* WORK INSTRUCTION:
Print every record word for word.

[THE RECORDS Boundary: Start]

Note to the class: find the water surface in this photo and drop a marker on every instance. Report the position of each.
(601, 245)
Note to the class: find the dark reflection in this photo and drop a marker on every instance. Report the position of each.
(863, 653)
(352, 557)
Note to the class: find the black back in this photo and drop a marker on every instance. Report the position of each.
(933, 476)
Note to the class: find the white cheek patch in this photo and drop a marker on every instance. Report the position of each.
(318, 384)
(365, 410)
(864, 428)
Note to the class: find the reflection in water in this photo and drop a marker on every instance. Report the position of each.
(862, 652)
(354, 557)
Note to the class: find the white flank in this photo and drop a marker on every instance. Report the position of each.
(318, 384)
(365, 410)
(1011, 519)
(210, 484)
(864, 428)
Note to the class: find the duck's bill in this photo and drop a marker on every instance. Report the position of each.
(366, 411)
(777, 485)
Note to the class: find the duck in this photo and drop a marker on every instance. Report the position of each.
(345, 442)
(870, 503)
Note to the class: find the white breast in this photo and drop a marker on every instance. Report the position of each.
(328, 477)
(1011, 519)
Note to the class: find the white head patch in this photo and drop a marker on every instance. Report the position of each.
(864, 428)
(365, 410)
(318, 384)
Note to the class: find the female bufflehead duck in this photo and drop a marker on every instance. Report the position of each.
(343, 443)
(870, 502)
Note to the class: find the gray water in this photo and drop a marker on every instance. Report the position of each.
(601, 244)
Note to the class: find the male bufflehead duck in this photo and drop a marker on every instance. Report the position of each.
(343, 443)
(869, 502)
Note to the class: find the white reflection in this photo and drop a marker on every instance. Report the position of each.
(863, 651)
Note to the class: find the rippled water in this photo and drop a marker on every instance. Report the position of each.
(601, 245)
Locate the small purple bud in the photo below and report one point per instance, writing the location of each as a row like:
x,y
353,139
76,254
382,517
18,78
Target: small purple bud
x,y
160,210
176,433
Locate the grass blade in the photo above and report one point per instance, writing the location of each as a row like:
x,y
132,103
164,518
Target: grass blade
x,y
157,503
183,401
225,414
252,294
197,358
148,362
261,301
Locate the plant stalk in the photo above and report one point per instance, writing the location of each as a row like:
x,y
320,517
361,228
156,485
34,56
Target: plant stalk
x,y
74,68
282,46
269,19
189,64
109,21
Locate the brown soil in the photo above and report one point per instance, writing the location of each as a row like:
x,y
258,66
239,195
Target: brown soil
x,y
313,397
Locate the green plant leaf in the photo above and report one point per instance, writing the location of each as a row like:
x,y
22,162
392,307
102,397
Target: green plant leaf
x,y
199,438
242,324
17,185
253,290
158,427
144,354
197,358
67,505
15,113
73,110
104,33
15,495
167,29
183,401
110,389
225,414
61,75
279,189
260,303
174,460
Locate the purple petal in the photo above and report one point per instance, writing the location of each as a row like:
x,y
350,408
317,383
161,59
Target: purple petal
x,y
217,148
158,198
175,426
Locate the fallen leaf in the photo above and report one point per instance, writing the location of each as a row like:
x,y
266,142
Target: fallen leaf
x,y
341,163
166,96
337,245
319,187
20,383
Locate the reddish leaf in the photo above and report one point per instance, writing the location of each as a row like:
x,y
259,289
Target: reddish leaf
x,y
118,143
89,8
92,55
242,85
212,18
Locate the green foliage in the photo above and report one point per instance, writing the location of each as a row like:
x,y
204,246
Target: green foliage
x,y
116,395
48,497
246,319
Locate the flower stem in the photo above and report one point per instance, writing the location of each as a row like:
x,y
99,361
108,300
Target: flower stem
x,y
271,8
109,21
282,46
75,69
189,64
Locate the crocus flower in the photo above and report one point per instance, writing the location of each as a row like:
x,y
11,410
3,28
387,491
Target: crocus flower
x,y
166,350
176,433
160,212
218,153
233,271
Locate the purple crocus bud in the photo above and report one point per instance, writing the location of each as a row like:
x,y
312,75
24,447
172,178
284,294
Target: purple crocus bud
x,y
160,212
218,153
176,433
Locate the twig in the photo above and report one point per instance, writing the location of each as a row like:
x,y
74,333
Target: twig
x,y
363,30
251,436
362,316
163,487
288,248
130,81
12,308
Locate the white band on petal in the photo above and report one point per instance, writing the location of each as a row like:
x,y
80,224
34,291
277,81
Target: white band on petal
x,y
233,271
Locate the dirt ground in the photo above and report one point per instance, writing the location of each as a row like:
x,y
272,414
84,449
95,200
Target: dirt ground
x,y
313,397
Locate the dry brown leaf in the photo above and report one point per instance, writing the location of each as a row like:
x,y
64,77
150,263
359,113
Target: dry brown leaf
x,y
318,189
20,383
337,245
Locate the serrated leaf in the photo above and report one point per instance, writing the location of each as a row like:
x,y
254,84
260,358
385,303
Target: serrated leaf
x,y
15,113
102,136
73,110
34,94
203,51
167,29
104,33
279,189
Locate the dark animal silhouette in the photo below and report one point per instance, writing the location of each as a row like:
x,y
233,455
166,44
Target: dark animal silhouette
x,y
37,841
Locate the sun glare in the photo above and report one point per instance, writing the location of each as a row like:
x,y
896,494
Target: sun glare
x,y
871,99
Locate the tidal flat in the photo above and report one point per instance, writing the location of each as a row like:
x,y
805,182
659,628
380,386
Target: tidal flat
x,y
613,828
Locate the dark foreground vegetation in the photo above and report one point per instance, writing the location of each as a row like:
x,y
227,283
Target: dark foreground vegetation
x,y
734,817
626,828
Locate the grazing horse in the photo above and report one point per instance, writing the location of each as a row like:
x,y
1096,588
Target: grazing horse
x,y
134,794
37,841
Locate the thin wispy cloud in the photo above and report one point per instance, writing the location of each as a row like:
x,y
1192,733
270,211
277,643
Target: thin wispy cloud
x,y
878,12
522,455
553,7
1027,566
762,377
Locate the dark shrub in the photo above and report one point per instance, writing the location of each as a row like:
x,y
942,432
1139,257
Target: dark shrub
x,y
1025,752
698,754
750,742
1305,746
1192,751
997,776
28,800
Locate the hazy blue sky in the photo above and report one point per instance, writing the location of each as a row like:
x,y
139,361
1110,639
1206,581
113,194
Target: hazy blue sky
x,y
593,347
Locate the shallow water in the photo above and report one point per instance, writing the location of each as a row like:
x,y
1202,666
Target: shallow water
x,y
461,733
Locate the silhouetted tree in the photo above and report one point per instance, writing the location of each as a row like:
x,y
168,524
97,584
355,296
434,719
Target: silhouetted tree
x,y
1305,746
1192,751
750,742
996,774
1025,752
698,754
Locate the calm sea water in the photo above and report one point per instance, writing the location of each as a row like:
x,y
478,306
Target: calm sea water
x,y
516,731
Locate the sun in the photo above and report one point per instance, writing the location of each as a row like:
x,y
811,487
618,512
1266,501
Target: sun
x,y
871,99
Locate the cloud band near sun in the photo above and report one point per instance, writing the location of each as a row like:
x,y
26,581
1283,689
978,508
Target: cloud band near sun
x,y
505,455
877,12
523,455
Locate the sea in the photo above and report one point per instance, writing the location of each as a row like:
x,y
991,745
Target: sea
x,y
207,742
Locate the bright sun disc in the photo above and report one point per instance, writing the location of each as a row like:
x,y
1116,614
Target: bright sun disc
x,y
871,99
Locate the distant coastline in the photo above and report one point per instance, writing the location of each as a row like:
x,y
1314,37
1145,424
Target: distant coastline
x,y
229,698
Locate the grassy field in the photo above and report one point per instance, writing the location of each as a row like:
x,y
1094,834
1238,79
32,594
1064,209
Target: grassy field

[THE RECORDS Boundary: End]

* EXERCISE SOLUTION:
Note to the class: find the water surface in this photo and drop a marker on every instance. Report the position of each.
(601, 245)
Note to the class: find the dark reflection in this photo and drop a marker on every instance. Report the position of each.
(863, 653)
(352, 557)
Note to the class: find the black back in this photo and drop a marker on every instance. Report the position of each.
(933, 476)
Note to the class: find the white cheek patch in this photo and drop a marker on every instance. Report the position of each.
(318, 384)
(365, 410)
(864, 428)
Note to the class: find the reflection in water in this photo and drop a marker on every instance. Report the position of each.
(862, 652)
(354, 557)
Note to the class: find the white flank in this photo and drop a marker on every instance. Report the position of each.
(318, 384)
(365, 410)
(1011, 519)
(210, 484)
(864, 428)
Note to the class: find the duck's bill in this photo and drop a marker on every instance. Report the position of each.
(366, 411)
(777, 485)
Note to the class: find the duck in this photo and drop a marker on every instance. Report the position of each.
(345, 442)
(870, 503)
Note to the class: find the white breast in this photo and drop a marker on every instance. Report the position of each.
(328, 477)
(1011, 519)
Note to the class: find the white head patch in this photo and drop a marker on every instance. Report the position of each.
(864, 428)
(365, 410)
(318, 384)
Note to the class: find the female bufflehead duck in this photo and drop a marker on every instance. Report the position of each.
(343, 443)
(870, 502)
Note to the class: find the gray water in this photo and drop a marker on every instance. Report the position of each.
(601, 244)
Note to the class: find the male bufflehead duck in this photo and drop a marker on every instance. Report the position of each.
(343, 443)
(869, 502)
Note to the class: find the white reflection in this photo and drop a marker on every instance. Report the position of each.
(863, 651)
Note to the class: find the rippled water in this photo and drop a marker on every instance. Report the position of each.
(601, 245)
Locate the small purple bud in the photo below and report one point per instance, writing the location of each as a row like:
x,y
353,139
76,254
382,517
18,78
Target: small purple bud
x,y
160,210
176,433
Locate the grass blade in the photo above and report one point per instance, writing the location of each as a row like:
x,y
132,103
164,518
Target: grass blade
x,y
157,503
183,401
225,414
252,294
197,358
148,362
261,301
Locate the plant stalk in the photo above and report one point per instance, writing the location of each as a row like:
x,y
320,517
361,228
156,485
34,56
Target: plant stalk
x,y
74,68
282,46
269,19
189,64
109,21
Locate the brown soil in the photo above and report one point per instance, writing the location of each as a row like:
x,y
258,66
239,195
Target: brown soil
x,y
313,397
Locate the green plant leaf in the photo above and report one point per instance, writing the location of each as a row like:
x,y
22,162
392,307
102,397
Target: green plant leaf
x,y
199,438
242,324
17,185
253,290
158,427
144,354
197,358
67,505
15,113
73,110
104,33
15,495
167,29
183,401
110,389
225,414
61,75
279,189
260,303
174,460
Locate the purple petal in the photo above and report one point per instance, writing the location of each as a row like:
x,y
350,408
317,383
161,59
Target: purple petal
x,y
217,148
158,198
175,426
Locate the fallen leaf in the photo above and report one point per instance, writing the location of each as a row like:
x,y
266,142
Target: fallen leaf
x,y
341,163
166,96
337,245
319,187
20,383
Locate the reddish leaf in the photo above and report one point per instance, writing the location of each as a row like:
x,y
259,289
Target: reddish leaf
x,y
118,143
89,8
92,55
242,85
212,18
Locate the green foliage in the photo above and report one point per instance, writing the location of each as a row like:
x,y
204,246
Target: green foliage
x,y
116,395
48,497
246,319
Locate the flower stem in the photo above and report one point per instance, writing the location of each as a row like:
x,y
99,361
108,300
Target: flower stem
x,y
271,8
109,21
282,46
75,69
189,64
Locate the crocus flower in the photo above and report one point per instance, writing the location of each as a row like:
x,y
11,410
3,28
387,491
Target: crocus flower
x,y
166,350
176,433
160,212
218,153
233,271
Locate the purple crocus bud in the photo above and report one point per instance, writing the location of each as a row like:
x,y
312,75
24,447
172,178
284,294
Target: purple crocus bud
x,y
160,212
218,153
176,433
Locate the twig in the photo above and report one point per instance, writing the location of each as a row like:
x,y
74,333
Target: twig
x,y
363,30
251,436
362,316
163,487
288,248
130,81
12,308
Locate the white band on petal in the photo above and report one point per instance, writing the location of each as a row like:
x,y
80,224
34,291
277,81
Target: white band on petal
x,y
233,271
Locate the dirt ground in the photo above and report one point per instance, writing the location of each as a row like:
x,y
272,414
84,449
95,200
Target: dirt ground
x,y
313,397
Locate the dry brown leaf in the photo above and report one point per instance, writing the location of each as a row like:
x,y
64,77
150,263
359,113
Target: dry brown leaf
x,y
318,189
20,383
337,245
Locate the serrated leaf in the photo above and report one point per instance, writing the location of each as a row like:
x,y
254,84
260,358
385,303
Target: serrated leaf
x,y
15,113
102,136
73,110
34,94
203,51
167,29
104,33
279,189
Locate the dark animal silhouette in the photo below and report one point per instance, writing the location of each as a row like:
x,y
233,455
166,44
Target: dark animal silhouette
x,y
37,841
Locate the sun glare in the photo above and report one point per instance, writing the location of each as a row like:
x,y
896,494
Target: sun glare
x,y
871,99
Locate the tidal flat in the photo above and report one point per instance, writing the location of each as a row like:
x,y
805,182
659,628
380,386
Target: tidal flat
x,y
613,828
Locate the dark foreground vegetation in the photo above and report one point per instance, writing the location of each as a row like:
x,y
227,283
Target: dark foreground vegetation
x,y
734,817
626,828
Locate the grazing horse in the photo above and report one point per instance, writing the location of each as a row like:
x,y
1096,588
Target: grazing horse
x,y
134,794
37,841
Locate the thin wispy cloud in the photo above and report one point per instance, writing the location of each as a row like:
x,y
1192,733
270,211
277,643
Target: thin wispy cloud
x,y
878,12
522,455
553,7
1027,566
762,377
Locate the dark shrub in the photo above and report one point per instance, writing the location of each as a row like:
x,y
942,432
1139,257
Target: dark shrub
x,y
1025,752
698,754
750,742
1305,746
1192,751
997,776
28,800
Locate the hazy blue sky in the photo above and report one point per instance, writing the location of each as a row like:
x,y
139,361
1110,639
1206,581
113,194
Target: hazy blue sky
x,y
593,347
Locate the shallow water in the photo above and report one point per instance, writing the location of each as a row like:
x,y
1202,666
Target: shallow water
x,y
461,733
Locate the silhouetted tree in the photo above and report one point per instance, writing the location of each as a row like:
x,y
168,524
97,584
355,296
434,719
Target: silhouetted tree
x,y
1305,746
1192,751
750,742
996,774
1025,752
698,754
Locate the calm sea water in the photo above and report one point per instance, writing the location of each as a row like:
x,y
478,306
Target: calm sea water
x,y
516,731
Locate the sun in the photo above and report one point per instance, writing the location of each as a row like:
x,y
811,487
618,512
1266,501
Target: sun
x,y
871,99
Locate the cloud band near sun in the photo above and report one point per instance, writing the location of each as a row like:
x,y
26,581
1283,689
978,508
Target: cloud band near sun
x,y
505,455
877,12
523,455
Locate the sea in the photo above and report one point per instance, writing the location of each as a row like:
x,y
991,745
Target: sea
x,y
207,742
Locate the bright sun disc in the photo above and report one point per instance, writing the location of each as a row like:
x,y
1116,614
Target: bright sun disc
x,y
871,99
Locate the distant coastline in the photo above and report one point per instance, writing the location of each as a row like:
x,y
1314,37
1145,424
Target: distant coastline
x,y
229,698
Locate the grassy field in the photo above and report one point per instance, writing the location of each as a row like:
x,y
1094,834
1238,79
32,594
1064,209
Target: grassy field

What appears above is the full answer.